**TEXTE DU DOCUMENT**

Une habitude infamante bien de chez nous, certes acquise depuis quelques quatre décennies, voudrait que tout chef d’Etat mauritanien nouvellement élu récompense ses soutiens politiques directs, en leur offrant des portefeuilles ministériels et/ou postes juteux, au mépris de la sacrosainte règle de « l’homme qu’il faut, à la place qu’il faut ». Des privilèges non objectifs et inappropriés, accordés indûment à leurs bénéficiaires, pour des raisons purement politiques et dont ils finissent par abuser, sans rendre compte et sans égard à l’intérêt général, voire même à celui des citoyens qu’ils sont censés représenter. La sacrosainte règle : « l’Etat au service du citoyen » est ainsi faussée, pour ne pas dire bafouée, via des sentiers sinueux détournant la démocratie et l’Etat de droit de leur vocation première.
Le tollé général soulevé par la composition du nouveau gouvernement d’Ismaïl ould Bedde ould Cheikh Sidiya, dans les rangs d’une certaine classe politique traditionaliste et monopolistique, constamment allergique aux changements irréversibles de l’Histoire et des générations, procède, en toute sincérité, de cette mentalité anachronique, fortement ancrée dans notre inconscient collectif et savamment entretenue par ceux qui en tirent profit. Longtemps décrié pour son iniquité et tous les malheurs qu’il a causés au peuple mauritanien, ce clientélisme ne devra plus faire recette, comme l’illustre, à tous les points de vue, l’approche constructive et réformiste érigée en système, lentement mais sûrement, par les nouveaux messies du pays, contraints de s’armer de patience et de clairvoyance, pour séparer, durablement et efficacement, le bon grain de l’ivraie.

**CONSIGNES**
**a)** Reprenez le texte sur le gouvernement mauritanien de « Le tollé général » à « grain de l’ivraie. » en remplaçant « clientélisme » par « favoritisme ».
**b)** Poursuivez le texte sur le gouvernement mauritanien au-delà de sa dernière phrase.

Enregistrements issus d'une collecte de données:
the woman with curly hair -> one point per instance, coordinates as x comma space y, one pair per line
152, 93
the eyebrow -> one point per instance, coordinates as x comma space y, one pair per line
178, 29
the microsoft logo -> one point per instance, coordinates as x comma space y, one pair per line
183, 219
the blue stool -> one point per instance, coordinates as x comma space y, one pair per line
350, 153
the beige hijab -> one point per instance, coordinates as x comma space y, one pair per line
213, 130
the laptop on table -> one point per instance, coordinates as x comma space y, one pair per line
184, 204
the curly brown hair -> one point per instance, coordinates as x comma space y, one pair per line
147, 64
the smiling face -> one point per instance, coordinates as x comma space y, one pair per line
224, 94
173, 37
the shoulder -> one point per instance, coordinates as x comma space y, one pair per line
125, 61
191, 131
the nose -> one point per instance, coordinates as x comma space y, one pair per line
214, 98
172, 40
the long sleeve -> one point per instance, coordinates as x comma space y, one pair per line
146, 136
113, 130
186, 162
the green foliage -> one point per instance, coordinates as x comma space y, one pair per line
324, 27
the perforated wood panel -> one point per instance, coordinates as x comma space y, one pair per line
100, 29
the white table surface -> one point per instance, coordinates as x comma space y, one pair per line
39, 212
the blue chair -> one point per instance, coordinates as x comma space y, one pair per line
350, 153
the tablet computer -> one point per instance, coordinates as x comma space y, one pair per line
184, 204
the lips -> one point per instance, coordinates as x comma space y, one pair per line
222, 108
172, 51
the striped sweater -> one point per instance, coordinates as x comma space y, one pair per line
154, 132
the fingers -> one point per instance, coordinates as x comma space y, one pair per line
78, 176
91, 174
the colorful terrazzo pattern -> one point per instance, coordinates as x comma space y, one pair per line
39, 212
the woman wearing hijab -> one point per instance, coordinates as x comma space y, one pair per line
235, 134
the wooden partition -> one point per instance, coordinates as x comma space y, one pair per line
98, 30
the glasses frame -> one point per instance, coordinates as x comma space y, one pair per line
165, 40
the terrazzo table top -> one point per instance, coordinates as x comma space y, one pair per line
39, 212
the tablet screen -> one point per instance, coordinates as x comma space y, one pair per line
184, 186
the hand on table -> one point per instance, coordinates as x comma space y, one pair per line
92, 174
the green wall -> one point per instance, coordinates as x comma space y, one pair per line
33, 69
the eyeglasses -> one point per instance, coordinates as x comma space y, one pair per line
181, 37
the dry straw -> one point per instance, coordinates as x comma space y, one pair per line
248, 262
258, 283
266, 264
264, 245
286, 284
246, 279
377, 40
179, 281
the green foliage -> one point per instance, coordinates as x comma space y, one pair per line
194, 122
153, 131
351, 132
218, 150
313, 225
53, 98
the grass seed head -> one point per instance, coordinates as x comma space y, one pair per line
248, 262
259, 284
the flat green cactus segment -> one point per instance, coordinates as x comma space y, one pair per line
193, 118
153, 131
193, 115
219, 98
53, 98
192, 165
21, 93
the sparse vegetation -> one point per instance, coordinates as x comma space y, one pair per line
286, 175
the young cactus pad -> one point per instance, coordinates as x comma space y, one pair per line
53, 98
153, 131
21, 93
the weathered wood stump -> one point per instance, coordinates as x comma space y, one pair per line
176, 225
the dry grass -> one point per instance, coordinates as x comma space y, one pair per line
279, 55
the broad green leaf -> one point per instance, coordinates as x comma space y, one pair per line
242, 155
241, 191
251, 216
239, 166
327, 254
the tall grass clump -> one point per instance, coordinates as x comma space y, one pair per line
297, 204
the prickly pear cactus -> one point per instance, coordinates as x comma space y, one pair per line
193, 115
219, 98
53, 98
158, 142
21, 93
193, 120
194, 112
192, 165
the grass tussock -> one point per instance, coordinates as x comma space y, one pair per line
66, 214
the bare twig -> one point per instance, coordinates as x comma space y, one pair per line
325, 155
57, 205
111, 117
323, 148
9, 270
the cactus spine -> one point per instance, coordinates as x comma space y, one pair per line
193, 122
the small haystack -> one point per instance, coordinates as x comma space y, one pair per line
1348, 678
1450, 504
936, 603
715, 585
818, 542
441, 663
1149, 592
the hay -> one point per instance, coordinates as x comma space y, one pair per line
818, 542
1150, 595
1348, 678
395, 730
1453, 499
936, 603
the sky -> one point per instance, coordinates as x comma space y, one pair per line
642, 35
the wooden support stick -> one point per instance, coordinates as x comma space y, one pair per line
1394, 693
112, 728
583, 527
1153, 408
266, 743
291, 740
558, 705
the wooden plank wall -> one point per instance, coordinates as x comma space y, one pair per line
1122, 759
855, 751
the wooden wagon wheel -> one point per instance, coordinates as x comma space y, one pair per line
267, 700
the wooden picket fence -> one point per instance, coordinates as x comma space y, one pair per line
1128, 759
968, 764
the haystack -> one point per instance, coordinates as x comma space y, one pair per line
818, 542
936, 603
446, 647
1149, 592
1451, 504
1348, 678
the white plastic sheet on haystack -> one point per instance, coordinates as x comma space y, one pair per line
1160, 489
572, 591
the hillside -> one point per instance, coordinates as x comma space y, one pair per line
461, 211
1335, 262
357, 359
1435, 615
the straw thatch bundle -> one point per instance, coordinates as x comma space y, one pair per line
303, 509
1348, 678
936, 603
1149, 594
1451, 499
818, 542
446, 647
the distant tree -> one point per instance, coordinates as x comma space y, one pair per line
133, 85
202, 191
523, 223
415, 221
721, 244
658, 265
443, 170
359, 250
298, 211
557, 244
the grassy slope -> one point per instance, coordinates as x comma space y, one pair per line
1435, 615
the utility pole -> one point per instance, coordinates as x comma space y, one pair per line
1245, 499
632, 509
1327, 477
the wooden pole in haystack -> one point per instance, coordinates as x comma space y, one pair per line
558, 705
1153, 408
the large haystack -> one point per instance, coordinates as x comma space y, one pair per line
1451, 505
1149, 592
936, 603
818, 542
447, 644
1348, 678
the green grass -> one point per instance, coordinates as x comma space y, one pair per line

**RÉPONSES**
**a)**
Le tollé général soulevé par la composition du nouveau gouvernement d’Ismaïl ould Bedde ould Cheikh Sidiya, dans les rangs d’une certaine classe politique traditionaliste et monopolistique, constamment allergique aux changements irréversibles de l’Histoire et des générations, procède, en toute sincérité, de cette mentalité anachronique, fortement ancrée dans notre inconscient collectif et savamment entretenue par ceux qui en tirent profit. Longtemps décrié pour son iniquité et tous les malheurs qu’il a causés au peuple mauritanien, ce favoritisme ne devra plus faire recette, comme l’illustre, à tous les points de vue, l’approche constructive et réformiste érigée en système, lentement mais sûrement, par les nouveaux messies du pays, contraints de s’armer de patience et de clairvoyance, pour séparer, durablement et efficacement, le bon grain de l’ivraie.

**b)**
Tact et lucidité
Le nouveau président de la République, Mohamed ould Cheikh Ghazwani, a fait son choix. Cornélien. Sans être dans le secret des dieux, j’ose penser que l’homme a pris son temps, pour choisir ceux qui mettront en œuvre son programme électoral, et le nombre de techniciens de haut niveau et de longue expérience, bardés de diplômés et apolitiques qui forment l’ossature de l’attelage gouvernemental, tend à le prouver. L’homme procède par tact et lucidité, affichant la disposition de nommer l’homme qu’il faut à la place qu’il faut, sans discréditer les bons chevaux et les cavaliers récupérables, qui étaient, pour une raison ou une autre, dans l’impossibilité de donner le meilleur d’eux-mêmes.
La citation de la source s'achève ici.